Intanto Federigo lasciato Napoli si porta a Genova, poi ad Aquisgrana, dove Re dei Romani lo confermarono. In questa, Ottone muovendo contro Filippo Augusto di Francia pervenne al ponte di Bouvine, tra Lilla e Tournay, dove il 27 luglio 1214 toccò la memorabile rotta, per la quale disperando di più risorgere si ritirò al castello di Harburgo a piangere le sue colpe, e logorare tra le penitenze la vita. Innocenzio percosso da gravissima malattia si moriva: fu egli uomo di molta dottrina, delle cose legali intendentissimo profondo, cupido di regno. Il suo Pontificato va famoso pel fondamento che dette alla Inquisizione; imperciocchè sebbene il Tribunale del Santo Officio, propriamente detto, cominci sotto Innocenzio IV, pure fu Innocenzio III, che commise a San Domenico di Guzmano predicasse contro gli Albigesi, e con ogni sforzo s›ingegnasse a distruggerli.
Erano gli Albigesi una setta di Manichei fuggiti dall›Asia per le persecuzioni degl›Imperatori Greci, e ricovrati in Linguadoca presso il Conte Raimondo di Tolosa: si chiamarono anche con diversa denominazione Paterini, da Puti (soffrire), per distinguersi dai Martiri della Chiesa cattolica. Consisteva la eresia loro nel credere la esistenza di due principii, l’uno buono, l’altro tristo. Attribuivano al primo il Testamento Nuovo, al secondo il Vecchio: negavano la discesa corporale del Salvatore su la terra; credevano gli uomini angioli decaduti, che dovevano tornare un giorno alla gloria antica; rigettavano le indulgenze, il purgatorio, e i miracoli, non meno che la transustanzazione , il culto della Vergine, la dannazione dei fanciulli morti senza battesimo. San Domenico, per consiglio del Pontefice, recatosi nella Gallia Narbonese, suscitò contro essi una Crociata, concedendo quelle medesime indulgenze, che solevano darsi a coloro i quali passavano a combattere in Terra Santa.
Ora San Domenico, sovvenuto dal Conte Simone da Monforte, scorre i contadi di Tolosa, Albi, Carcassona ed incendia Beziers; finalmente, seguendo il suo cammino, cade in potere degli Albigesi, i quali gli domandano se tema la morte: «Io temere la morte!» rispondeva il Santo «io temere la morte per la fede, per la gloria di Cristo, e della Santa Chiesa romana? Non mi uccidete a un tratto, vi prego, ma a poco a poco mutilate ciascheduno dei miei membri, e mostrateli ai miei occhi; poi strappate anche questi, e lasciate così il mio corpo, in mille parti piagato, rotolarsi dentro il suo sangue, finchè giunga il punto della morte.» Gli Albigesi lo lasciarono in libertà.
Innocenzio non potè mai ottenere da Federigo, che decretasse la pena di morte contro questi, ed altri eretici, siccome Arnaldisti, Gazari etc. – Onorio III suo successore valse però ad ottenerla, come si rileva dalla costituzione Hac edictali conservata nel Codice Giustinianeo. A noi duole non potere più a lungo seguitare la storia degli Albigesi, chè il nostro soggetto ci preme; onde null’altro possiamo fare di meglio che rimandare il lettore all’opera che l’irlandese Mathurin con tanta forza d’immaginazione ha composto intorno le loro vicende.

■ ■ ■ ■

COSA FARAI:
(a) Indica se ciascuna affermazione concorda con il brano sugli Albigesi, rispondendo sì o no e citando le parole del brano che lo stabiliscono: (i) Ottone subì la sconfitta presso il ponte di Bouvine il 27 luglio 1214; (ii) il Tribunale del Santo Officio, propriamente detto, ebbe inizio sotto Innocenzio III; (iii) gli Albigesi misero a morte San Domenico dopo averlo catturato.
(b) Prosegui il brano sugli Albigesi a partire dalla sua ultima frase.
Le voci riportate qui non hanno alcun rapporto con il brano sugli Albigesi.

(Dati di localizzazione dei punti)
■ ■ ■ ■

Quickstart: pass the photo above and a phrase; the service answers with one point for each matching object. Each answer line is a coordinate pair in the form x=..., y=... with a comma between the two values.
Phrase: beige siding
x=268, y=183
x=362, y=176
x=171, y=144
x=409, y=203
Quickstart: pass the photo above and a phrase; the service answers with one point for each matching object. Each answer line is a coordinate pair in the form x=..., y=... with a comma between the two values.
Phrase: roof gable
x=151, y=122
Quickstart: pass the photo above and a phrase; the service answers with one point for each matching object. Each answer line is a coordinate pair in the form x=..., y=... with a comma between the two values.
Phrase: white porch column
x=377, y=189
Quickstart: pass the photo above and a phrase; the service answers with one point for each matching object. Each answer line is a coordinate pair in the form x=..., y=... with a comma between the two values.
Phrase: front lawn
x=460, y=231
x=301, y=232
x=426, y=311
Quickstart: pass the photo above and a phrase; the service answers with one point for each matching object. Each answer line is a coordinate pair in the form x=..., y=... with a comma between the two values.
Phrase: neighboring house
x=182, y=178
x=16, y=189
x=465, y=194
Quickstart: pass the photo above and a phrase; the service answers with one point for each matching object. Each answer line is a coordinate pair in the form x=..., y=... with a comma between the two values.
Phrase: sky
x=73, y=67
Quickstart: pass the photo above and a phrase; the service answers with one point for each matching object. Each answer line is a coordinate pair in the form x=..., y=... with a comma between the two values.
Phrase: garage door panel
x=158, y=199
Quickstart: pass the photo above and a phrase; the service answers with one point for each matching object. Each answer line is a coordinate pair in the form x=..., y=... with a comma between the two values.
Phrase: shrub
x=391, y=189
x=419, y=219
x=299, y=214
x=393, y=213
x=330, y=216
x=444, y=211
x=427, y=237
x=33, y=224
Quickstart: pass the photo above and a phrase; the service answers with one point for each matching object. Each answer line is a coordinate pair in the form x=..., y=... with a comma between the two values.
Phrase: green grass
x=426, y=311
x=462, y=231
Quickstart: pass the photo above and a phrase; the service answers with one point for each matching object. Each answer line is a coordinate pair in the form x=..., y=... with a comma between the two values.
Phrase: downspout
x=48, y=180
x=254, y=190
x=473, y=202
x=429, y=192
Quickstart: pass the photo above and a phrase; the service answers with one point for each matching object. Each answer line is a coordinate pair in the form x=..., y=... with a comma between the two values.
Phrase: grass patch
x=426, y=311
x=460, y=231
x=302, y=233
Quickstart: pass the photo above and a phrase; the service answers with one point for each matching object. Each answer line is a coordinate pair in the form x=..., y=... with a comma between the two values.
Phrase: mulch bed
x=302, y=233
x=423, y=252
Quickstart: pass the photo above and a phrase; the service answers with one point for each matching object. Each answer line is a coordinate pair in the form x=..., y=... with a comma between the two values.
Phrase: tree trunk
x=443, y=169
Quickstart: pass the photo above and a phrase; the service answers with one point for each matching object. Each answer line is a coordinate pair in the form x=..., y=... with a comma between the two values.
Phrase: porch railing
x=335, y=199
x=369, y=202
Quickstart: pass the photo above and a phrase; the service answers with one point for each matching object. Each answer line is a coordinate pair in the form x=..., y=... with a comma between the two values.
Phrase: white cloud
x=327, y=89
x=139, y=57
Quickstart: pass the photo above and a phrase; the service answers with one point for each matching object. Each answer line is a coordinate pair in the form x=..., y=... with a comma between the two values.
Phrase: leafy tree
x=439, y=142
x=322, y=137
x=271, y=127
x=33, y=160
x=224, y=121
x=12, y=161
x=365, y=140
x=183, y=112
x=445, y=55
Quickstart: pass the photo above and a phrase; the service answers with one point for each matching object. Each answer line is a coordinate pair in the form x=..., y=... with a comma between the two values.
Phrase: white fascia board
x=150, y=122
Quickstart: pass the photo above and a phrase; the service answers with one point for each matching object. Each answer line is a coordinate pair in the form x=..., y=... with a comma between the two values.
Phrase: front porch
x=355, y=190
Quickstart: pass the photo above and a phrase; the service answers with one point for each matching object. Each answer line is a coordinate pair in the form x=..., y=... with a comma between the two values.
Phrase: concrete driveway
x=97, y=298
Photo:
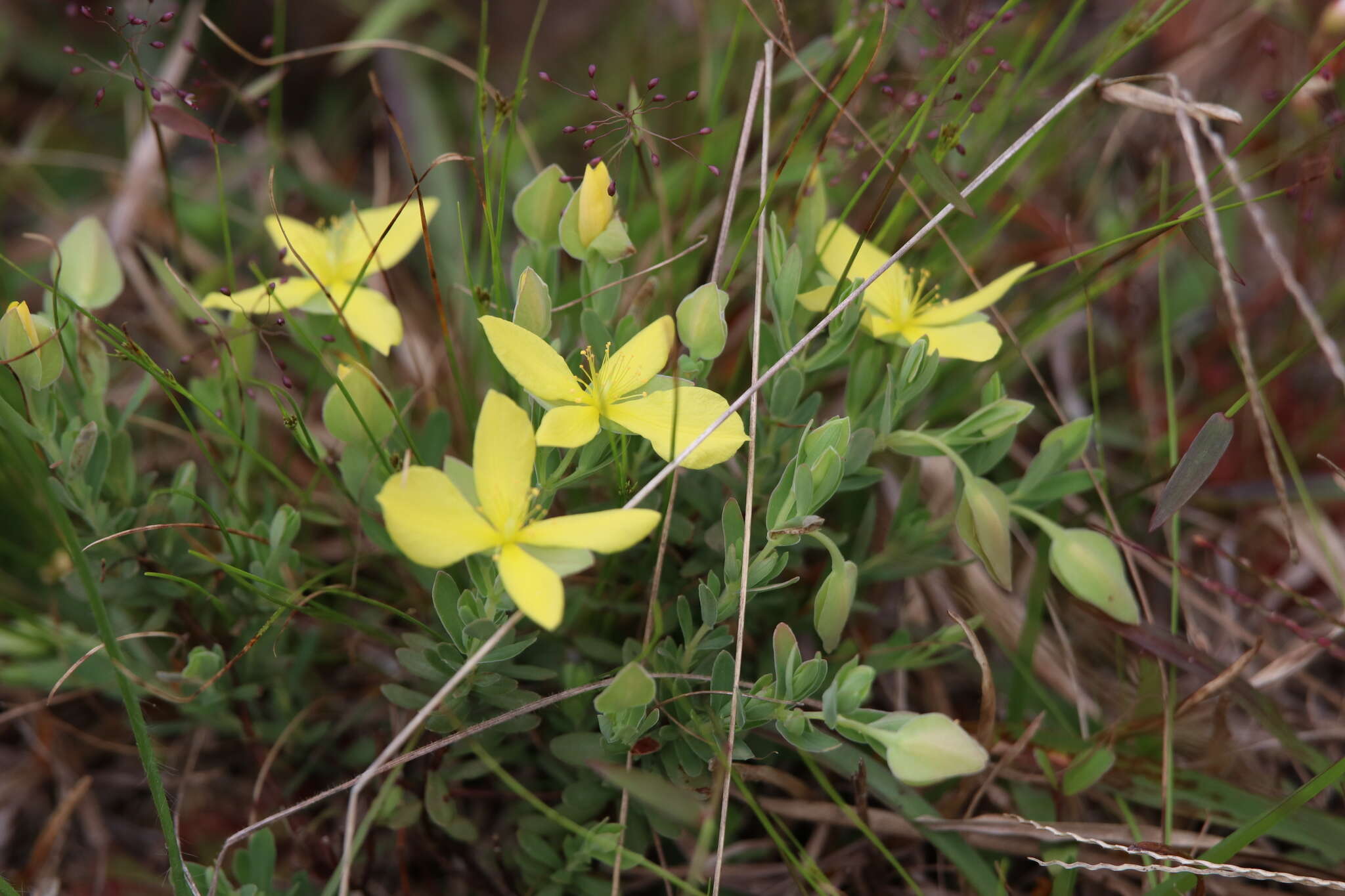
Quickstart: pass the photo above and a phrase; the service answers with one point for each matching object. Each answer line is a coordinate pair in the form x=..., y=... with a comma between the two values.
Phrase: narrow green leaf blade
x=1195, y=468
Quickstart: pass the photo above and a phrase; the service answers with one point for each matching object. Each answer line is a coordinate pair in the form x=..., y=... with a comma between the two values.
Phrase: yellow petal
x=595, y=205
x=981, y=300
x=531, y=362
x=536, y=589
x=568, y=426
x=430, y=521
x=304, y=242
x=26, y=319
x=636, y=362
x=974, y=341
x=651, y=417
x=603, y=531
x=817, y=300
x=888, y=293
x=290, y=293
x=879, y=326
x=357, y=234
x=502, y=461
x=370, y=314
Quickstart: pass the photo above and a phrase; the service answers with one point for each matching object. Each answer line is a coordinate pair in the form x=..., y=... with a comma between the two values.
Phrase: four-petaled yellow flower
x=337, y=253
x=435, y=524
x=617, y=391
x=898, y=305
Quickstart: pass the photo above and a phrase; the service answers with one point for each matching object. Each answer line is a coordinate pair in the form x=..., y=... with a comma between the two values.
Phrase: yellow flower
x=596, y=207
x=436, y=524
x=615, y=391
x=898, y=305
x=337, y=253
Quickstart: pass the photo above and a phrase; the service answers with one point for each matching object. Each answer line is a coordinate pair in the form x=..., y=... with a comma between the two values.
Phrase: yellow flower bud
x=22, y=333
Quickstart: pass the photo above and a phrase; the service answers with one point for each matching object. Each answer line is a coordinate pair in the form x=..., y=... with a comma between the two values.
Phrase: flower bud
x=699, y=322
x=340, y=417
x=1090, y=566
x=831, y=606
x=984, y=526
x=20, y=333
x=533, y=304
x=929, y=748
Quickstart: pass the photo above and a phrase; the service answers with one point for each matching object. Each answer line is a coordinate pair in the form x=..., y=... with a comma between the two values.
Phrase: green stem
x=575, y=828
x=223, y=218
x=178, y=872
x=939, y=444
x=1049, y=527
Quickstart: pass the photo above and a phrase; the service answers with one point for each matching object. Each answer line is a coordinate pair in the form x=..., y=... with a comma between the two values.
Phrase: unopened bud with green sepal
x=1090, y=566
x=533, y=304
x=699, y=322
x=927, y=748
x=982, y=522
x=22, y=333
x=831, y=606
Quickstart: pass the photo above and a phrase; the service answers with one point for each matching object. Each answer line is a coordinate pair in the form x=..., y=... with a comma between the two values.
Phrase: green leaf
x=1087, y=769
x=1200, y=459
x=657, y=793
x=88, y=265
x=540, y=205
x=940, y=183
x=631, y=688
x=579, y=747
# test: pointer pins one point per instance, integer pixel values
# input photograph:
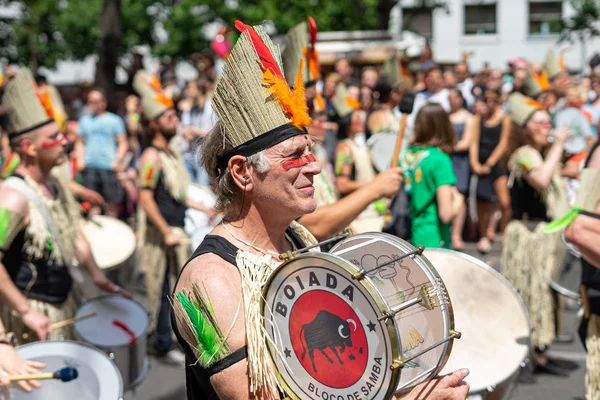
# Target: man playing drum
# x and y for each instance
(259, 158)
(40, 240)
(163, 189)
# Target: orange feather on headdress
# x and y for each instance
(293, 102)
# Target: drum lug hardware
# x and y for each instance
(402, 363)
(400, 308)
(418, 251)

■ ■ ■ ■

RISPOSTE IN ORDINE:
(a)
(i) Sì: «dove il 27 luglio 1214 toccò la memorabile rotta».
(ii) No: «sebbene il Tribunale del Santo Officio, propriamente detto, cominci sotto Innocenzio IV».
(iii) No: «Gli Albigesi lo lasciarono in libertà.»

(b)
Onorio III, conformandosi in tutto alla politica d’Innocenzio, esitava a concedere la corona Imperiale a Federigo; nondimeno costretto poneva per condizioni, che il Regno delle Sicilie al suo figliuolo Enrico cedesse, la Contea di Fondi alla Chiesa restituisse, egli a militare in Palestina trapassasse. Federigo prometteva tutto, perchè a promettere non iscapitava nulla; ma ricevuta la corona imperiale, se ne andò in Puglia: dove, vinti i Conti di Aquila, di Caserta, Tricarico, e Sanseverino, acquietò il Regno, vi promosse le arti e le lettere, instituì Università; e molte altre cose così per la pace, come per la guerra lodevoli, condusse a buon fine. Il Papa, che non voleva venire ad un’aperta rottura con Federigo, e d’altronde lo temeva vicino, si avvisò, per mandarlo in Palestina, di dargli in isposa Yole figlia di Giovanni di Brienna erede del Regno di Gerusalemme. Lo Imperatore, che poco tempo innanzi aveva perduta la prima moglie Gostanza di Arragona, tolse ben volentieri Yole, che fanciulla leggiadrissima era; ed apprestata una flotta s’incamminò col Langravio di Turingia alla conquista di Gerusalemme l’otto settembre 1227. – Qualunque però ne fosse la causa, di lì a pochi giorni vôlte le prue, tornasi in Calabria, prorogando la impresa all’anno venturo.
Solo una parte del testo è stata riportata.